## Start Reading passage

There was an interesting discussion of this is a book my income tax professor
in law school recommended to those who were interesting in the theoretical and
philosophical issues of tax systems.

The usual argument against the government printing money is that it causes
inflation.

Suppose, for example, you have a $1 000 000 000 000 in circulation. Each
dollar is worth 1/1 000 000 000 000 of the value of the total economy.

If the government prints, say, $52 631 578 947 dollars, there is then $1 052
631 578 947 in circulation, each dollar now worth 1/1 052 631 578 947 of the
total economy, and the government having 52 631 578 947 of those dollars,
giving the government 52 631 578 947/1 052 631 578 947 of the economy, or 5%
of economy.

In many ways this is very similar to a 5% flat tax, except there is no need
for taxpayers to file returns, no need for complex regulations about what is
or is not taxable income, and you can't evade it by keeping your transactions
off the record.

From an individual point of view, losing 5% of my purchasing power to
inflation isn't really worse than losing 5% of my purchasing power to
taxation.

## End Reading passage

Carry on the piece about printing money as a form of taxation, starting right after its last sentence.

## Start Extracted entries

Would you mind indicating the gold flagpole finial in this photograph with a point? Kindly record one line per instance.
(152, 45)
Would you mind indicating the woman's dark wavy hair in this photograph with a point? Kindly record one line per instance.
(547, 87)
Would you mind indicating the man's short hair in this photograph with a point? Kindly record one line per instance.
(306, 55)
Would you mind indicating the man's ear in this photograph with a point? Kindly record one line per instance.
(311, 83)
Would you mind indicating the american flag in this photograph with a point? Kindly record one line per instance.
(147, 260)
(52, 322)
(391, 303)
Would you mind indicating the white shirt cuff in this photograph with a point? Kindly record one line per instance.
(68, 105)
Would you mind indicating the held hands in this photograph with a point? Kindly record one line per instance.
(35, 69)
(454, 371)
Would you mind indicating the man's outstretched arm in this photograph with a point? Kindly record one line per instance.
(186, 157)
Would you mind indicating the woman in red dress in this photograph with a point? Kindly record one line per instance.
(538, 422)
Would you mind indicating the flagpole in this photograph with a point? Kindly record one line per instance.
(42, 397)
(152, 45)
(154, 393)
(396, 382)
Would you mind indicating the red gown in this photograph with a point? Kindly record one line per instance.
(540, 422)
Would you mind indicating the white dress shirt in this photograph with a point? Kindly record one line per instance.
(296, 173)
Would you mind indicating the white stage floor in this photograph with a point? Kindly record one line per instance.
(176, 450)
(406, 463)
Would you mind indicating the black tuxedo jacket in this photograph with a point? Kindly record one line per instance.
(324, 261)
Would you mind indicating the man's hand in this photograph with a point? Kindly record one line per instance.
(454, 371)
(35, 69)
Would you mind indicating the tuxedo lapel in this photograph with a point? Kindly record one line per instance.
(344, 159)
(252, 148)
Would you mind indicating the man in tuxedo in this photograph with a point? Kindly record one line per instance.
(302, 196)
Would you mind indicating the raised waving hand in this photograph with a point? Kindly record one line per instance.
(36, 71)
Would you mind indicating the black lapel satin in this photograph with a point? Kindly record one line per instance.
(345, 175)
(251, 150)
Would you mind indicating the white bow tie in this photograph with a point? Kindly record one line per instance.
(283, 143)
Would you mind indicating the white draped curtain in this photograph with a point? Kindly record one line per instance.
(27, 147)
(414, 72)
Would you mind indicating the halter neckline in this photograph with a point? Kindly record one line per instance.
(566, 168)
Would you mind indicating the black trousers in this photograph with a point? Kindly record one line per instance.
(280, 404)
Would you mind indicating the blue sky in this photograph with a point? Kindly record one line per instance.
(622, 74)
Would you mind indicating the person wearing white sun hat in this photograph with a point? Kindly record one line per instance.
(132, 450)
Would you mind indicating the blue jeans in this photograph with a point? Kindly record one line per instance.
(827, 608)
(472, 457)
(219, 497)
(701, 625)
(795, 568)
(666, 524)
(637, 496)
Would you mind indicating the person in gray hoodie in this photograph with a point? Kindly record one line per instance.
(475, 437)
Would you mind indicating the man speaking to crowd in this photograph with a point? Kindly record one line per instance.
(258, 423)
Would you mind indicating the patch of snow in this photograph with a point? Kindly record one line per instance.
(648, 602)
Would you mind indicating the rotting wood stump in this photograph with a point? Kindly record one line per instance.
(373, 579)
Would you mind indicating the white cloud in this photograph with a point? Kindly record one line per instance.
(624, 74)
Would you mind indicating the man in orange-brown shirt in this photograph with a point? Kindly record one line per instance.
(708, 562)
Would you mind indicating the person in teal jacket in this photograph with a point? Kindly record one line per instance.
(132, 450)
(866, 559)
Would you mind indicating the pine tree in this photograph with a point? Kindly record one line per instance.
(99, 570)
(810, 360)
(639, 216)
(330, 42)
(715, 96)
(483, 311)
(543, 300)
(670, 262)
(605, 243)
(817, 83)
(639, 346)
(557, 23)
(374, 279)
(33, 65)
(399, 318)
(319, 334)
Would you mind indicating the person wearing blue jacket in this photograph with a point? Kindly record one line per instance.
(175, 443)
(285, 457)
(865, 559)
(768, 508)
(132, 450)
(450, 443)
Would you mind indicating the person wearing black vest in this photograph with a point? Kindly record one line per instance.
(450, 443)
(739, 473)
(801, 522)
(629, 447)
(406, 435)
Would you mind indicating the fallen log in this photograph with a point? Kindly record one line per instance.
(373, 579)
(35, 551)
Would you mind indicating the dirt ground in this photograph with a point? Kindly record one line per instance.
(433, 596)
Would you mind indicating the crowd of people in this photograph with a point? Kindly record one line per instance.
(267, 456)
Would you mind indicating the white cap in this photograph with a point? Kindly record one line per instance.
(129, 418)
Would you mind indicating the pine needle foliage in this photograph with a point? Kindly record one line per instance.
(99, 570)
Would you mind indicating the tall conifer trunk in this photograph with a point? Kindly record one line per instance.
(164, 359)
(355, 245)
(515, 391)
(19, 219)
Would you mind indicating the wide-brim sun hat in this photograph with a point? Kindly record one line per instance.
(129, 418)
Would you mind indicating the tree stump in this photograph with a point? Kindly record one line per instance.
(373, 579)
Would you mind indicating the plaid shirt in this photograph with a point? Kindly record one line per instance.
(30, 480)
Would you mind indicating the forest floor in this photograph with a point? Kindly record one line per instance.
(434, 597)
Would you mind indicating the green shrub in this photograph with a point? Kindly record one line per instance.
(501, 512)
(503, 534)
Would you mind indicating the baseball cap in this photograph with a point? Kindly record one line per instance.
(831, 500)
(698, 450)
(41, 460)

## End Extracted entries

◆ **Reply to the task**
Inflation has another problem, though. As the value of a dollar, as a percent
of the total economy, keeps going down, people need more and more of them to
get the same things. We'd have to be frequently changing prices, changing pay,
and changing everything else that is denoted in dollars.

That was probably a bigger problem in the past, and will be a smaller problem
in the future. As more and more transactions go entirely electronic, we could
probably internally do everything in some sort of pseudo-dollar that's pegged
to a fixed fraction of the total economy or something like that that the
electronic systems convert automatically to current dollars on the fly. So you
go to the store to buy bread, which the store internally priced using pseudo-
dollars, and the electronic price display tag under bread on the shelf
converts that 2020 dollars and displays that.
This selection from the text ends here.